> [Excerpt]:
########################################
Update 3-23-10
Hi,
Just gotta do this. Ya'll can sing along.
"Born on a mountain top in Tennessee,
The greenest state in the land of the free,
Raised in the woods so's he knew ev'ry tree,
Kilt him a b'ar when he was only three!
Daaay-veee!
Davy Crockett!
King of the wild frontier!"
More on Mr. Parker later.
As for the scholarship money -- we're coming along. We raised $250 from four people in the first six days. So, added to the almost $100 we already had, from four other people, that leaves $650 to go.
The sooner we get it, the sooner we can let South know that we can honor the scholarships for another year, which would be nice, as would making it to the promised ten years. This one would make it seven.
So please send your checks to me, Rich Eisbrouch, at: 23030 Dolorosa Street, Woodland Hills, California 91367. And please remember to indicate in the bottom left corner of the check which scholarship you'd like to support, or if you'd like your money split between them. I'll let you know as soon as the goals have been reached. Thanks.
And for the summer reunion. First, Art Halprin asked me to remind people of the dates, so no one absently schedules to be in another place. So far, we're thinking of Friday, July 16th to Sunday, July 18th, and everyone seems to have tacitly agreed on that.
As for the place, well, here are some room rates at LaGuardia and Kennedy airports to help us along. So we're not comparing hotels to motels and hotels of uneven quality, these are hotels that are the equivalent to the Hilton we stayed at in Huntington for the 40th reunion, and the Hyatt we stayed at in Hauppauge for the 37th.
########################################
Point annotation listing
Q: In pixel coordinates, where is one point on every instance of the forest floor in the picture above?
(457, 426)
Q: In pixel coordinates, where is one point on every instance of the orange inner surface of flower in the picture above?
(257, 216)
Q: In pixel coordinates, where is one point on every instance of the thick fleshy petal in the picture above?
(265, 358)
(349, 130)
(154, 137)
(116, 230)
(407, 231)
########################################
> [Aim of the exercise]: According to the update, how much scholarship money is still left to raise?

> [Exercise solution]: $650